» **Exercise description**
Rewrite every line of the listing below as a numbered list, skipping blank lines and leaving out the pictures.

+++

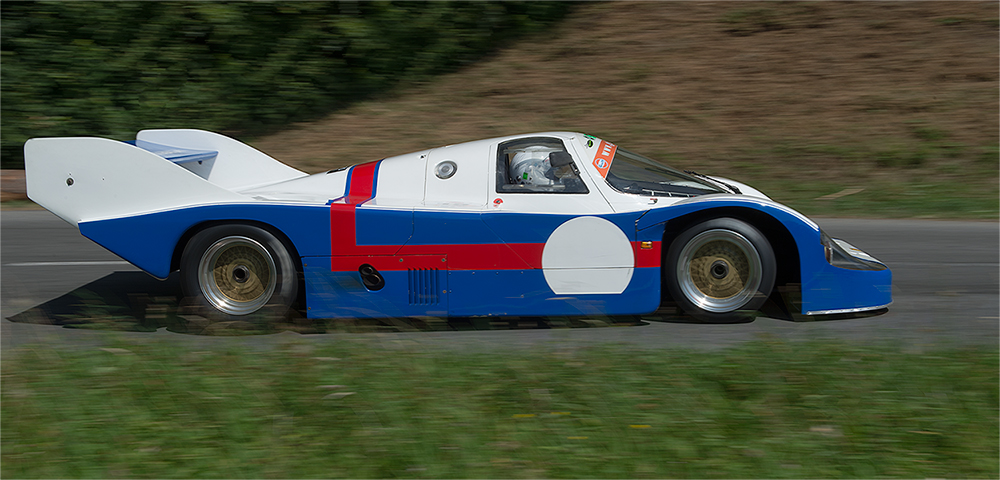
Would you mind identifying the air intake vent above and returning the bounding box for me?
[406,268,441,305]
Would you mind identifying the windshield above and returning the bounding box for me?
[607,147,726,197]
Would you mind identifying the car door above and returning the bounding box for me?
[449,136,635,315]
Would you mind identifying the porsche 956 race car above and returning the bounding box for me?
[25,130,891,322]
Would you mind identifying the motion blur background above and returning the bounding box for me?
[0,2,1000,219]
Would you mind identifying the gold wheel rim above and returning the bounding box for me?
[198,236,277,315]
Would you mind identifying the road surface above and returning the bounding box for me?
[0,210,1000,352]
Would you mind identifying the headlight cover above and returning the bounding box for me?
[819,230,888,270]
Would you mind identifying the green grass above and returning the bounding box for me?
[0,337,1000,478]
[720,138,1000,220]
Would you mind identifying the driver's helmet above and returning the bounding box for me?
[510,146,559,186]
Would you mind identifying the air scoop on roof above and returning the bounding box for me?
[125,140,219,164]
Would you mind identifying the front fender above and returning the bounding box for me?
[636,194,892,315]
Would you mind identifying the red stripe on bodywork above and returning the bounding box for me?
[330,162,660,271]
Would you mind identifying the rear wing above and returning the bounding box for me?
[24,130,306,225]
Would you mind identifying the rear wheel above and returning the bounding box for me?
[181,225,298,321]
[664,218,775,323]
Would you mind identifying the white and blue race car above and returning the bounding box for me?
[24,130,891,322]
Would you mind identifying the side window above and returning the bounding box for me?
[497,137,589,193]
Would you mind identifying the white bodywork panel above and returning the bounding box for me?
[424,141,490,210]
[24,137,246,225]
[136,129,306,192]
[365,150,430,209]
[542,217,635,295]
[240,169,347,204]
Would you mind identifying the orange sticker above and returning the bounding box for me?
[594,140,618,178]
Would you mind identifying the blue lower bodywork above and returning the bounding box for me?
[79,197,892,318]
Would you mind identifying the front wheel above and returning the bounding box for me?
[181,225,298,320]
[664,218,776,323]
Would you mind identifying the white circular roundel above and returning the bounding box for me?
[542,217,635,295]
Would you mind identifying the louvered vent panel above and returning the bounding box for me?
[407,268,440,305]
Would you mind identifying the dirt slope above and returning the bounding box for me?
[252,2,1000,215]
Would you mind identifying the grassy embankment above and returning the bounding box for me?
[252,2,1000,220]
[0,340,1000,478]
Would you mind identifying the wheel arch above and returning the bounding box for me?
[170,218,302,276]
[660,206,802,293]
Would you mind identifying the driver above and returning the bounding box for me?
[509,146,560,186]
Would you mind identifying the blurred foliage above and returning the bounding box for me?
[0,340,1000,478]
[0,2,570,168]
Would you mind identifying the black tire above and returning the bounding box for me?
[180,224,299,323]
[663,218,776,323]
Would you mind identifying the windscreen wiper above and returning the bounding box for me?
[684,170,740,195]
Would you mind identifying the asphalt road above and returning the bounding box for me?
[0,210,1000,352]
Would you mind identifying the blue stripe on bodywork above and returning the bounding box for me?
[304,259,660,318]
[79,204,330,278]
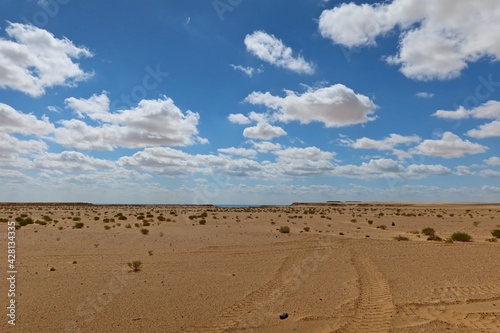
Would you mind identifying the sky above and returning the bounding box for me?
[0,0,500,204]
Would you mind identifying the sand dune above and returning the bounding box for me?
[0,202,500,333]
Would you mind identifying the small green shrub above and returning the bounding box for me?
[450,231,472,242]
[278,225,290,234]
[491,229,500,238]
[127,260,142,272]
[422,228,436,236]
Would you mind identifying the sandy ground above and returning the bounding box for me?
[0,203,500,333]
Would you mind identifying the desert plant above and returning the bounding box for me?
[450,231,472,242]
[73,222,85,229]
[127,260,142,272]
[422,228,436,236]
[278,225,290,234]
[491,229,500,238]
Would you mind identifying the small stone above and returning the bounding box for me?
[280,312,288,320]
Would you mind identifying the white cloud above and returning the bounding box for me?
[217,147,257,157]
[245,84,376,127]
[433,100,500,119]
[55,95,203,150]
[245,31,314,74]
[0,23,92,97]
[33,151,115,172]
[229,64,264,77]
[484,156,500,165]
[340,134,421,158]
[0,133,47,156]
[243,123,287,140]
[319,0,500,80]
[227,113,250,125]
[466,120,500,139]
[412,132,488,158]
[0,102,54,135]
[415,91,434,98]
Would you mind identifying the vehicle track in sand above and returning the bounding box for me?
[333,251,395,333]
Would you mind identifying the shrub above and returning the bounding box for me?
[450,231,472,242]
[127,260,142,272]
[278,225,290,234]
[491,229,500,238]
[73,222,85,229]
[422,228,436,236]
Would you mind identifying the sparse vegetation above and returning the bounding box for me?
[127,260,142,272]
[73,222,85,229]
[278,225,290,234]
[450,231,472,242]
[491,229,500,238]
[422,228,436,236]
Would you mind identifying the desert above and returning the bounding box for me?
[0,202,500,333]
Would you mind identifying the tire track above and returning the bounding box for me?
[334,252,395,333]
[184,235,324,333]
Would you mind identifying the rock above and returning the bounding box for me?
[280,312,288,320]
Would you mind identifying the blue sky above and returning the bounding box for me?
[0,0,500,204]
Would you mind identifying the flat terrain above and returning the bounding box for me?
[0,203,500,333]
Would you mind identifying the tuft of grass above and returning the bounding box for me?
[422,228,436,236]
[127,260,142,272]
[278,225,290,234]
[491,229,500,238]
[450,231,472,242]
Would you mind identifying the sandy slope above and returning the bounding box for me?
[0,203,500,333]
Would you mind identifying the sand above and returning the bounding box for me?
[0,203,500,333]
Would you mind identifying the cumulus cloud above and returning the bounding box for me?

+++

» **Answer to the exercise**
1. Would you mind identifying the air intake vent above and returning the bounding box for me?
2. [406,268,441,305]
3. Would you mind identifying the windshield above and returning the bounding box for me?
4. [607,147,726,197]
5. Would you mind identifying the car door above and returning the bounding box for me?
6. [449,136,635,315]
7. Would you mind identifying the porsche 956 race car above and returning the bounding box for me?
8. [25,130,891,322]
9. Would you mind identifying the motion blur background above and returning the bounding box for me?
10. [0,2,1000,219]
11. Would you mind identifying the gold wheel rim above and returning the bounding box for me?
12. [198,236,277,315]
13. Would you mind identifying the road surface above and returning the bounding box for me?
14. [0,210,1000,352]
15. Would you mind identifying the headlight cover above and returning the bounding box for me?
16. [819,230,888,270]
17. Would you mind identifying the green grass above and returning the bounding box for me?
18. [0,337,1000,478]
19. [720,138,1000,220]
20. Would you mind identifying the driver's helmet above and returning the bounding box for me?
21. [510,146,559,186]
22. Would you mind identifying the air scoop on roof above and returning the bounding box for me?
23. [125,140,219,164]
24. Would you mind identifying the front fender above and returning the bounding box for me?
25. [636,194,892,315]
26. Would you mind identifying the red stripe on bodywork above and returning the bounding box for me?
27. [330,162,660,271]
28. Would you mind identifying the rear wing above and returning the bounding box for me?
29. [24,130,306,225]
30. Would you mind identifying the rear wheel above and returning the bounding box for me?
31. [181,225,298,321]
32. [664,218,775,323]
33. Would you mind identifying the white and blue race car above and returning the bounding box for me?
34. [24,130,891,322]
35. Would you mind identifying the side window above and returning the bounding box for me?
36. [497,137,589,193]
37. Would you mind identifying the white bodywork panel above and returning the bounding box for me?
38. [424,141,490,210]
39. [24,137,246,225]
40. [136,129,306,192]
41. [365,150,430,209]
42. [542,217,635,295]
43. [240,169,347,204]
44. Would you mind identifying the orange sticker above and returning the bounding box for me?
45. [594,140,618,178]
46. Would you mind identifying the blue lower bodywork above and returning the bounding box for me?
47. [79,197,892,318]
48. Would you mind identifying the front wheel above and returning the bounding box for me?
49. [181,225,298,320]
50. [664,218,776,323]
51. Would you mind identifying the white circular roundel above and returning the bounding box for me?
52. [542,217,635,295]
53. Would you mind identifying the louvered vent panel above and returning the bounding box for me?
54. [407,268,440,305]
55. Would you mind identifying the dirt slope above and returning the bounding box for me?
56. [252,2,1000,215]
57. Would you mind identifying the grassy embankment above and returning the bounding box for me?
58. [252,2,1000,220]
59. [0,340,1000,478]
60. Would you mind identifying the wheel arch above and returning the bounding box for me?
61. [170,218,302,276]
62. [660,206,802,293]
63. Would you mind identifying the driver above and returning the bounding box for me?
64. [509,146,560,186]
65. Would you mind identifying the blurred foliage above and returning the bounding box for me?
66. [0,340,1000,478]
67. [0,2,570,168]
68. Would you mind identifying the black tire above and returning the bounding box for me?
69. [180,224,299,323]
70. [663,218,776,323]
71. Would you mind identifying the windscreen wiper above and returning the bounding box for me?
72. [684,170,740,195]
73. Would you mind identifying the asphalt road above and returning the bounding box for me?
74. [0,210,1000,352]
75. Would you mind identifying the blue stripe on bodywork above and returning the bounding box for me?
76. [304,259,660,318]
77. [79,204,330,278]
78. Would you mind identifying the sky above and returning the bounding box for me?
79. [0,0,500,204]
80. Would you mind identifying the sand dune above and returning the bounding box for me?
81. [0,202,500,333]
82. Would you mind identifying the small green shrub above and returning the bounding box for me?
83. [450,231,472,242]
84. [278,225,290,234]
85. [491,229,500,238]
86. [127,260,142,272]
87. [422,228,436,236]
88. Would you mind identifying the sandy ground above and returning the bounding box for me?
89. [0,203,500,333]
90. Would you mind identifying the desert plant above and returning the bounding box for me?
91. [450,231,472,242]
92. [73,222,85,229]
93. [127,260,142,272]
94. [422,228,436,236]
95. [278,225,290,234]
96. [491,229,500,238]
97. Would you mind identifying the small stone above and returning the bounding box for me?
98. [280,312,288,320]
99. Would you mind identifying the white cloud above and returning the bounding box for me?
100. [217,147,257,157]
101. [245,84,376,127]
102. [433,100,500,119]
103. [55,95,203,150]
104. [245,31,314,74]
105. [0,23,92,97]
106. [33,151,115,172]
107. [229,64,264,77]
108. [484,156,500,165]
109. [340,134,421,158]
110. [0,133,47,156]
111. [243,123,287,140]
112. [319,0,500,80]
113. [227,113,250,125]
114. [466,120,500,139]
115. [412,132,488,158]
116. [0,102,54,135]
117. [415,91,434,98]
118. Would you mind identifying the vehicle track in sand above and returning the bounding box for me?
119. [333,251,395,333]
120. Would you mind identifying the shrub above and returning the bounding box for me?
121. [450,231,472,242]
122. [127,260,142,272]
123. [278,225,290,234]
124. [491,229,500,238]
125. [73,222,85,229]
126. [422,228,436,236]
127. Would you mind identifying the sparse vegetation above and returning the bounding box for me?
128. [127,260,142,272]
129. [73,222,85,229]
130. [278,225,290,234]
131. [450,231,472,242]
132. [491,229,500,238]
133. [422,228,436,236]
134. Would you mind identifying the desert above and returning the bounding box for me?
135. [0,202,500,333]
136. Would you mind identifying the tire track above and returning the bounding box for me?
137. [334,252,395,333]
138. [184,235,324,333]
139. Would you mind identifying the rock above and returning the bounding box for me?
140. [280,312,288,320]
141. Would you mind identifying the blue sky above and returning the bounding box for me?
142. [0,0,500,204]
143. Would you mind identifying the flat terrain above and returning the bounding box for me?
144. [0,203,500,333]
145. Would you mind identifying the tuft of grass above and returning the bounding box for me?
146. [422,228,436,236]
147. [127,260,142,272]
148. [278,225,290,234]
149. [491,229,500,238]
150. [450,231,472,242]
151. Would you mind identifying the sandy slope above and returning the bounding box for me?
152. [0,203,500,333]
153. Would you mind identifying the sand above and returning the bounding box for me?
154. [0,203,500,333]
155. Would you mind identifying the cumulus cloud above and returning the bounding box for me?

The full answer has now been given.